> _課題 a_
下に示す行のうち、「target: tram number sign」を含む行で始まり「Draw the outline of every instance of the tram number」を含む行で終わる部分だけを、「tram number sign」を「tram destination sign」に置き換えて書き出しなさい。それ以外の箇所は変えないこと。

どれだけ偉大な経営者にも、そこに至るまでのバックボーンがあるものです。今回お話を伺ったのは、株式会社テックビルケアの代表である茶橋様です。
中学時代から家を離れ、共同生活を送る中で様々な価値観や自立心が養われた茶橋様は、大学卒業後もすぐに家業を継ぐことなく、自らの目で社会を見、自身に必要な知識や経験を積み上げ、現在の体制を築き上げました。今回は、学生時代から経営者になるまでの道程と、経営において重視しているマインドについてお話しいただきました。
茶橋昭夫 / 代表取締役
関西大学卒業後、新卒では家業であるテックビルケアではなく、IT企業に入社。プログラミングスキルをつけながらツール開発に従事。その後、二社にて業務用エアコンメンテナンスや消防設備点検に従事した後、2008年にテックビルケアに入社。2019年に代表取締役に就任。
全寮制の学校に通っていた中学生時代からの自己形成
ーーそれでは、簡単に学生時代の頃からご紹介ください。

> _課題 b_
上のインタビュー記事から、「どれだけ偉大な経営者にも、そ」を含む語句で始まり「ーーそれでは、簡単に学生時代の頃からご紹介ください。」で終わる部分を、一字も変えずに抜き出しなさい。

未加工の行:
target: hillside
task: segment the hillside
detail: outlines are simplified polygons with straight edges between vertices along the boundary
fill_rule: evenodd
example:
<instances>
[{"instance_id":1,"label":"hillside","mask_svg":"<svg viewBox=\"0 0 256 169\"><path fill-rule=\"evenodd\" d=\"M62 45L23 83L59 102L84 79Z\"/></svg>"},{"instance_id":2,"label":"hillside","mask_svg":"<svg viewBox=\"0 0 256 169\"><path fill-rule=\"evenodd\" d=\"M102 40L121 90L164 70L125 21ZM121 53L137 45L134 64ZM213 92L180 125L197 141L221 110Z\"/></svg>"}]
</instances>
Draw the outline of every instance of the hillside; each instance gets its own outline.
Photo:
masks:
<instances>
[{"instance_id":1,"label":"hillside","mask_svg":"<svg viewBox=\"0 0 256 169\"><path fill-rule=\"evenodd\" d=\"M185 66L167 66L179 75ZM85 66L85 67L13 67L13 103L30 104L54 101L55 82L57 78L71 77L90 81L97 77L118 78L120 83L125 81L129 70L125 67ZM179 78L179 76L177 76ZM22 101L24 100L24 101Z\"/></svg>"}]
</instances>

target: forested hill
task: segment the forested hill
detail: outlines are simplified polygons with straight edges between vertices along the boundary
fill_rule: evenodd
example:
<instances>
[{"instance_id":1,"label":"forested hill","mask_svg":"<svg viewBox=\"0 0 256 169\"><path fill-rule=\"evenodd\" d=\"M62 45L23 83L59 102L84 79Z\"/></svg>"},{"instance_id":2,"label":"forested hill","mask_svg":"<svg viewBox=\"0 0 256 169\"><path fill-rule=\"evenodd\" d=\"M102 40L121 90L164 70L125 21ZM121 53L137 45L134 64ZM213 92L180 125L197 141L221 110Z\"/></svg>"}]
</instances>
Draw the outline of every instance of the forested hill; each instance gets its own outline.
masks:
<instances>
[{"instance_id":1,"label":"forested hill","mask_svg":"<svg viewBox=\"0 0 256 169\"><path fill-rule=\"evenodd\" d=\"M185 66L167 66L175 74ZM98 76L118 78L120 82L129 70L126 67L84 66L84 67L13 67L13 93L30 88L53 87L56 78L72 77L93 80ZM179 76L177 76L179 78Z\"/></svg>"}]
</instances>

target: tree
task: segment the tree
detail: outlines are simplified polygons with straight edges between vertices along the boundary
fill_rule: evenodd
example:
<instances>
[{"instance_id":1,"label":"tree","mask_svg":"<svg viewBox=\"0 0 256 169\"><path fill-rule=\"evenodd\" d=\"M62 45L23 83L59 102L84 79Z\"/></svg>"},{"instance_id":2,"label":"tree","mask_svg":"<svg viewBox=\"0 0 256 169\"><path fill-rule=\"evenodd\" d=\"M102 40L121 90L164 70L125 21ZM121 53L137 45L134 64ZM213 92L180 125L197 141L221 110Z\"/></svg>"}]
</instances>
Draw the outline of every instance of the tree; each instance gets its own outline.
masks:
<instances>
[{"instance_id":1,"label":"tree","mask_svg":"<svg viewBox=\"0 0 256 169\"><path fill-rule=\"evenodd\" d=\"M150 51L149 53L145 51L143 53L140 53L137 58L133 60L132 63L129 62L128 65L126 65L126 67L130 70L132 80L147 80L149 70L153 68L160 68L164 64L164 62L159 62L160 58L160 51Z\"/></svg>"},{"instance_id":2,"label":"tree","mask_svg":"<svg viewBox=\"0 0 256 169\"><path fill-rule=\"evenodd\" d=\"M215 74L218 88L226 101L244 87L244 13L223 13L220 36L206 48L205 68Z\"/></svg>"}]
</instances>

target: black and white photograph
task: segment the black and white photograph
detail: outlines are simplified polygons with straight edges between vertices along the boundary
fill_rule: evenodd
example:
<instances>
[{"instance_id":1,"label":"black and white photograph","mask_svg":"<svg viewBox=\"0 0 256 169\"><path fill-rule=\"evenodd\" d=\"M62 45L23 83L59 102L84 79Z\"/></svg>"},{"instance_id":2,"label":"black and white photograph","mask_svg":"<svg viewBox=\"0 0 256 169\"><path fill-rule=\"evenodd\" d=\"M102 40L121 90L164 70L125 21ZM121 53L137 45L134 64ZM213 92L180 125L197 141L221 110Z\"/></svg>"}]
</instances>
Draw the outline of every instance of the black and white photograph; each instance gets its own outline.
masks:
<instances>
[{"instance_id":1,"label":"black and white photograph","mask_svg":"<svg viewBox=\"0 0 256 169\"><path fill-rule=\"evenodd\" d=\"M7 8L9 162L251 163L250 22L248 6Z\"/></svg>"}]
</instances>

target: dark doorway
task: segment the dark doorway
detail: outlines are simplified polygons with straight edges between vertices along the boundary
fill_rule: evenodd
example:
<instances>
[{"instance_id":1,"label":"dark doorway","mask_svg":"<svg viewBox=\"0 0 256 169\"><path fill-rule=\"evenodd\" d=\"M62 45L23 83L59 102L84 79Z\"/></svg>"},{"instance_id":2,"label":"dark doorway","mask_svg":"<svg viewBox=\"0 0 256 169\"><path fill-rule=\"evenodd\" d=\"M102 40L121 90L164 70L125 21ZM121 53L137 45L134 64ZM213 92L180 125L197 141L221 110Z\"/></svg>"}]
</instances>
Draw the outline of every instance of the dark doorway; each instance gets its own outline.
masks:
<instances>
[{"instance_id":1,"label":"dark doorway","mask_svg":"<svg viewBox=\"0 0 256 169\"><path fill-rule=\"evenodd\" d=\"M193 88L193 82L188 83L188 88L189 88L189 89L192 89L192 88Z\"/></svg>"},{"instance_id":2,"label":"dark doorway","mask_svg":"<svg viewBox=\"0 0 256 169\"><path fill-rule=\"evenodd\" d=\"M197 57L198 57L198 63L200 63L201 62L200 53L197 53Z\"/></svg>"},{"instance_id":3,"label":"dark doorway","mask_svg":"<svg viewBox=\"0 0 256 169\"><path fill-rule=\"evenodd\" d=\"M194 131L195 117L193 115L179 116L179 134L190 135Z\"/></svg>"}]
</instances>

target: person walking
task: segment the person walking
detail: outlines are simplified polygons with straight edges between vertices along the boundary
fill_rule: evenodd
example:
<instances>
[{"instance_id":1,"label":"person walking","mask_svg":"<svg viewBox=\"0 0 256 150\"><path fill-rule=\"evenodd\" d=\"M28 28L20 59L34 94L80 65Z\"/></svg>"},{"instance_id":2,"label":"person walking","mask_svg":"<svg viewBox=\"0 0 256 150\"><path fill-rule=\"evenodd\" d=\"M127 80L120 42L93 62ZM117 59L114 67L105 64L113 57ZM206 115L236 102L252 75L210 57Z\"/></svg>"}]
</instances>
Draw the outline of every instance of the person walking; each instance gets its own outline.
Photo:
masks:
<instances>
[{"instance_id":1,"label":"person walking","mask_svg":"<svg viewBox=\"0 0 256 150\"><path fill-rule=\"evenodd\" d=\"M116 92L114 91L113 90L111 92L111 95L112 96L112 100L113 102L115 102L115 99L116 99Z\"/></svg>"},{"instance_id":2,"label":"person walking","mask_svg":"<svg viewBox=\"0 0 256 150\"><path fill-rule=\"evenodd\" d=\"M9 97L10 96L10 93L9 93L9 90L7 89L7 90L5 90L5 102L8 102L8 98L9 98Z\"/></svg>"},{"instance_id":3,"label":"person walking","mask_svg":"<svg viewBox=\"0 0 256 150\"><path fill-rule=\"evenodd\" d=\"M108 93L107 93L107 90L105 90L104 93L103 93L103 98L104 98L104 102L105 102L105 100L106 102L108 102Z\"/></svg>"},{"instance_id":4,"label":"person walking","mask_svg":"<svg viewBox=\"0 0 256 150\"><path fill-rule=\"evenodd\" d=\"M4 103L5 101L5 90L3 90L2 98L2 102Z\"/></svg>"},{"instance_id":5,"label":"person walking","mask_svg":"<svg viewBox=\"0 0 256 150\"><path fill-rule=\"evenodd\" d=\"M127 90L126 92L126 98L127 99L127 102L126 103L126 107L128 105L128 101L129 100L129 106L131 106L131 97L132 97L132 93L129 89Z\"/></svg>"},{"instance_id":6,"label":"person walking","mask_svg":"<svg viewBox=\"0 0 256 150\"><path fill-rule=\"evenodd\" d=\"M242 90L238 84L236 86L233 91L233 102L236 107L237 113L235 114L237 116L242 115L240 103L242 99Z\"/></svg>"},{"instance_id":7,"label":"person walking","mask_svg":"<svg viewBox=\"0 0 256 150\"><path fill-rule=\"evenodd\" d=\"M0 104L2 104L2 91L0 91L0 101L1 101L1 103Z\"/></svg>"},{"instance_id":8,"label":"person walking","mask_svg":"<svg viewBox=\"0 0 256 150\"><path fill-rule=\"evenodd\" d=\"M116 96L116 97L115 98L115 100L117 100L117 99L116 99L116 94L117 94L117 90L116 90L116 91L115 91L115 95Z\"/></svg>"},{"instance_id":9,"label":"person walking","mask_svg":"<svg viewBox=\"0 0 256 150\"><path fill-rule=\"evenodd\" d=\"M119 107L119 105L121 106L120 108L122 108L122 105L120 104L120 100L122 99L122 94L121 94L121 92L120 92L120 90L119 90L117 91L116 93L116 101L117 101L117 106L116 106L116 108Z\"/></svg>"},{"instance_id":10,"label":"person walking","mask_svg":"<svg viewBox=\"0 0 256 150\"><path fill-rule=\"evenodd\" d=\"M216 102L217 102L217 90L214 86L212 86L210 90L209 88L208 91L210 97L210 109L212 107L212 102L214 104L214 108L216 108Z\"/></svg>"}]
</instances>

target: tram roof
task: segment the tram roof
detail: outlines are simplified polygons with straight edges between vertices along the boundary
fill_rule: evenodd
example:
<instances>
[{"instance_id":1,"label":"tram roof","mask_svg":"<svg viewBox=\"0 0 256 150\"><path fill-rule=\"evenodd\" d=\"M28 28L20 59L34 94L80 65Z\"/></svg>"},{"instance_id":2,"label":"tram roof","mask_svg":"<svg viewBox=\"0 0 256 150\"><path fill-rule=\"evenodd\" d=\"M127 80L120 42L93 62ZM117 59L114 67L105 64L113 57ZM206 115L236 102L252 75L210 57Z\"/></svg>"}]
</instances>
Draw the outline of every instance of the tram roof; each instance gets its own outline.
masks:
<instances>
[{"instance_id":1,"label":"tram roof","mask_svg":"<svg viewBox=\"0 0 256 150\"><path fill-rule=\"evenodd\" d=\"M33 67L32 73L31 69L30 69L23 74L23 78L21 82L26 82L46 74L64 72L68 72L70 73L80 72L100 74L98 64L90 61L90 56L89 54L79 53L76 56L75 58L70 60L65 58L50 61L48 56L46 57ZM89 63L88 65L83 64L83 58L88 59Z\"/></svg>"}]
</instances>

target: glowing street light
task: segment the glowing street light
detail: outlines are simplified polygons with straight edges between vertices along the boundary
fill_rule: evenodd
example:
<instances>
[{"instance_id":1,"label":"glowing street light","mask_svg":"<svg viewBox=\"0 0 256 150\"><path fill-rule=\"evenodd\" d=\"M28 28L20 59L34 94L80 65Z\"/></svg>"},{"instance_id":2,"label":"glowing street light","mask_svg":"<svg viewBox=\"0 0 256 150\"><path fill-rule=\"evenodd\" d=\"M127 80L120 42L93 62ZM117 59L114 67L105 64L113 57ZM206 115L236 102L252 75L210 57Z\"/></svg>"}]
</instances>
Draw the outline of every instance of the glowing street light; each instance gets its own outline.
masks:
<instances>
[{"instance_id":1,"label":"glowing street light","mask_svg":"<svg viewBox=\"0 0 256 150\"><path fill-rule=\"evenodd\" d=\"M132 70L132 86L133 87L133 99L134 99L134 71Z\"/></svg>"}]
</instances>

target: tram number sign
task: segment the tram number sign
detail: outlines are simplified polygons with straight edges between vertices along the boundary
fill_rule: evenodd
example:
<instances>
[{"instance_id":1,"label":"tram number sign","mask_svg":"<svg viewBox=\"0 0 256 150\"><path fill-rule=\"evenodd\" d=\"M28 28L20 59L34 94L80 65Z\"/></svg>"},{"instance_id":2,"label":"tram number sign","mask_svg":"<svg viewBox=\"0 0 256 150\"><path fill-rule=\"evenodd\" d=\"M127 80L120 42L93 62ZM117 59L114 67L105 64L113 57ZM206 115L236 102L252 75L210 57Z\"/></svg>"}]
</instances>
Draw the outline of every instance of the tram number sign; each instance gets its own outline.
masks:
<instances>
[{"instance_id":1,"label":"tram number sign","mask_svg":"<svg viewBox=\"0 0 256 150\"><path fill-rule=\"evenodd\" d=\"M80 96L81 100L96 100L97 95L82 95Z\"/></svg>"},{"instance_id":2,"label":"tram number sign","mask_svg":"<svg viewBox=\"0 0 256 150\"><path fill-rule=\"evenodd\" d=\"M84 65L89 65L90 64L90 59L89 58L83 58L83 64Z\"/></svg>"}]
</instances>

> _完全な解答 a_
target: tram destination sign
task: segment the tram destination sign
detail: outlines are simplified polygons with straight edges between vertices along the boundary
fill_rule: evenodd
example:
<instances>
[{"instance_id":1,"label":"tram destination sign","mask_svg":"<svg viewBox=\"0 0 256 150\"><path fill-rule=\"evenodd\" d=\"M28 28L20 59L34 94L80 65Z\"/></svg>"},{"instance_id":2,"label":"tram destination sign","mask_svg":"<svg viewBox=\"0 0 256 150\"><path fill-rule=\"evenodd\" d=\"M127 80L120 42L93 62ZM117 59L114 67L105 64L113 57ZM206 115L236 102L252 75L210 57Z\"/></svg>"}]
</instances>
Draw the outline of every instance of the tram destination sign; each instance gets its own outline.

> _完全な解答 b_
どれだけ偉大な経営者にも、そこに至るまでのバックボーンがあるものです。今回お話を伺ったのは、株式会社テックビルケアの代表である茶橋様です。
中学時代から家を離れ、共同生活を送る中で様々な価値観や自立心が養われた茶橋様は、大学卒業後もすぐに家業を継ぐことなく、自らの目で社会を見、自身に必要な知識や経験を積み上げ、現在の体制を築き上げました。今回は、学生時代から経営者になるまでの道程と、経営において重視しているマインドについてお話しいただきました。
茶橋昭夫 / 代表取締役
関西大学卒業後、新卒では家業であるテックビルケアではなく、IT企業に入社。プログラミングスキルをつけながらツール開発に従事。その後、二社にて業務用エアコンメンテナンスや消防設備点検に従事した後、2008年にテックビルケアに入社。2019年に代表取締役に就任。
全寮制の学校に通っていた中学生時代からの自己形成
ーーそれでは、簡単に学生時代の頃からご紹介ください。